También al final de la Introducción puede verse la «génesis e historia de este libro». Se cumple, aunque con demora, lo proyectado, porque incluso lo estaba la supresión actual de los Apéndices, aunque tal vez aparezcan éstos más tarde en tomo suplementario, completamente modernizados. No ocurre lo mismo con una archimínima parte de la anotación a las «Memorias», pese a que todos los libros necesarios figuran en mis anaqueles. Bien sabe Dios que no lo he hecho por pigricia, sino a sabiendas. Para el lector no arabista hay todo lo necesario. A los especialistas bueno es abrirles campo en que puedan colaborar. El libro es, pues, joven, salvo algún insignificante detalle bibliográfico. (A Balzac le gustaba idear personajes que bajo Carlos X seguían vistiendo algunos indumentos de la época napoleónica, porque habían servido en la «Grande Armée»).
Lo he pasado muy bien revisando estas páginas porque, mientras lo hacía, he podido revivir los años centrales de mi vida intelectual, cuando, desaparecidos ya mis maestros, tenía que contar con mi sola iniciativa. Me ha alegrado empaparme en la atmósfera de mis relaciones fraternales con Lévi-Provençal, a cuyos manes, me conmueve ofrecer todavía un fruto común de nuestra colaboración científica. El primer grupo de fragmentos que él publicó (1935-1936) me iba dedicado, junto con Félix Hernández y Leopoldo Torres Balbás, los dos muertos también. ¡Grandes nombres! Yo asimismo quiero recordarlos hoy, y decir a sus sombras elíseas que no me consuelo de haberlos perdido, y que, como a Lévi-Provençal e igual que éste hizo, les consagro mi esfuerzo. A ninguno de los tres maté. Al revés, el destino se los llevó. Pero, como don Juan Tenorio, tengo con sus efigies ideales y con tantas otras un panteón junto a un Guadalquivir de ensueño, al que me gusta ir para hablar con ellos. Porque hay terrenos científicos en los que hoy es preferible conversar con los muertos.
-- -- --
EJERCICIO BREVE 1:
Resume en menos palabras el párrafo del texto de origen que empieza con «Lo he pasado muy bien revisando estas páginas», sin perder sus datos principales.
EJERCICIO BREVE 2:
Traduce al inglés esta oración del texto de origen: «El primer grupo de fragmentos que él publicó (1935-1936) me iba dedicado, junto con Félix Hernández y Leopoldo Torres Balbás, los dos muertos también.»
Responde basándote únicamente en el texto de origen.

LÍNEAS PROPORCIONADAS:
-- -- --
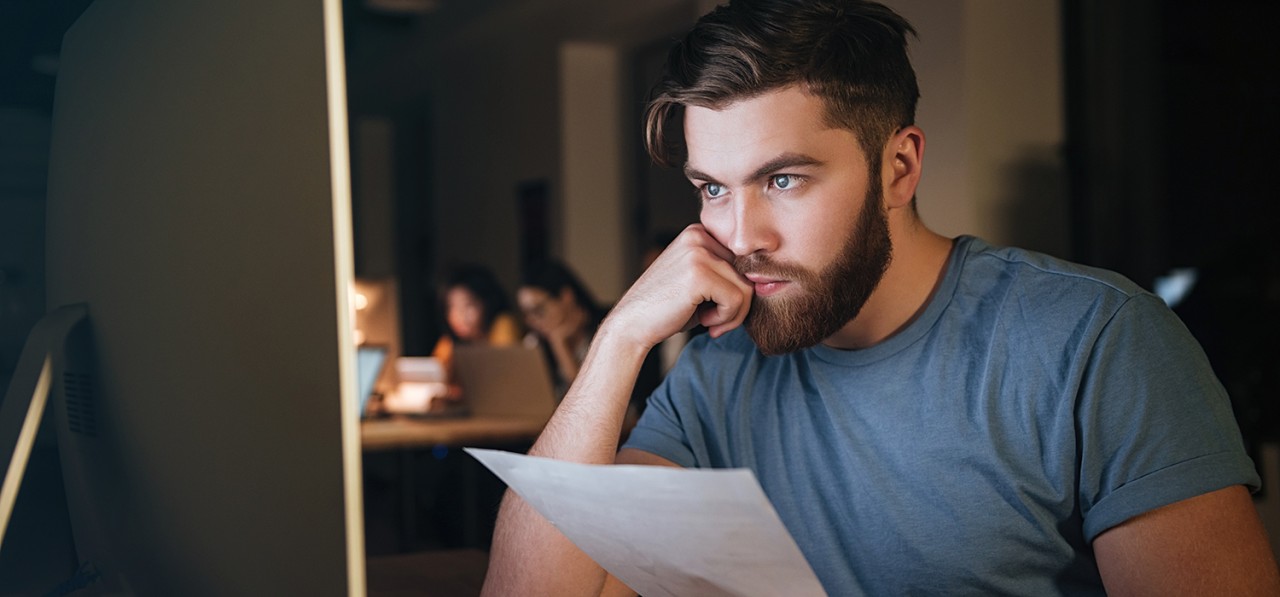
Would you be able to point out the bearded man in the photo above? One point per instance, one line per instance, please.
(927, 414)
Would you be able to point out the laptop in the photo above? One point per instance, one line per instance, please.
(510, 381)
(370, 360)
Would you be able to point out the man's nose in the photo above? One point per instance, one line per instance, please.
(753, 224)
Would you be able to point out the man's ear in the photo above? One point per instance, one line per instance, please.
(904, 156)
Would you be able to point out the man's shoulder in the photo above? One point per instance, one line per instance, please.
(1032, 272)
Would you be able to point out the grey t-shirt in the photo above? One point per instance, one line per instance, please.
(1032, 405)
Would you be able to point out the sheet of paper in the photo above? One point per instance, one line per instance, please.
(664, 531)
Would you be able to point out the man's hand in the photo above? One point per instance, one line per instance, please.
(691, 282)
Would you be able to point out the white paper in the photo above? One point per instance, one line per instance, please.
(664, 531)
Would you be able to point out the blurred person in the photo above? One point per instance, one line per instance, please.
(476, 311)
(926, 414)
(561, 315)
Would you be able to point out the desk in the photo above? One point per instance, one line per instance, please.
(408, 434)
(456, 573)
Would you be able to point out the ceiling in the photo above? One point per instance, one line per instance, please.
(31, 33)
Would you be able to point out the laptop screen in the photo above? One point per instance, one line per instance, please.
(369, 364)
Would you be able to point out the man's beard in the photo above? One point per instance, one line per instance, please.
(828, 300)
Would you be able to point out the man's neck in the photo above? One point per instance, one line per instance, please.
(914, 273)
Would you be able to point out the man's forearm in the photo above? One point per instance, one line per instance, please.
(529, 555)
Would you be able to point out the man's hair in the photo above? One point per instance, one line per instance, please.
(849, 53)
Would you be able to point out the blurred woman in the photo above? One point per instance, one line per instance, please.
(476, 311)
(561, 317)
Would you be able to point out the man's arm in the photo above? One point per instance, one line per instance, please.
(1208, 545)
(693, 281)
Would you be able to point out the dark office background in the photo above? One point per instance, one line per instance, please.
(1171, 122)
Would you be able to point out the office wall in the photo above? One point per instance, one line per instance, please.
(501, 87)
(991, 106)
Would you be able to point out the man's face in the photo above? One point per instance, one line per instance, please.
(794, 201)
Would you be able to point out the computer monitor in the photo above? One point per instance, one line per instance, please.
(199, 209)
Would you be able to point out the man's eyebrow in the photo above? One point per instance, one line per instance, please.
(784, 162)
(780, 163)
-- -- --
SOLUCIÓN 1:
He disfrutado revisando estas páginas porque me han hecho revivir los años centrales de mi vida intelectual, cuando, muertos ya mis maestros, dependía solo de mí. Me ha alegrado recordar mi relación fraternal con Lévi-Provençal, a cuya memoria ofrezco todavía un fruto de nuestra colaboración. Él me dedicó su primer grupo de fragmentos (1935-1936), junto con Félix Hernández y Leopoldo Torres Balbás, también fallecidos. Hoy recuerdo a los tres, lamento haberlos perdido y les consagro mi esfuerzo. Yo no los maté, se los llevó el destino. Como don Juan Tenorio, tengo sus efigies ideales en un panteón junto a un Guadalquivir de ensueño, donde voy a hablar con ellos, porque en ciertos terrenos científicos hoy es preferible conversar con los muertos.

SOLUCIÓN 2:
The first group of fragments that he published (1935–1936) was dedicated to me, together with Félix Hernández and Leopoldo Torres Balbás, both of whom are also dead.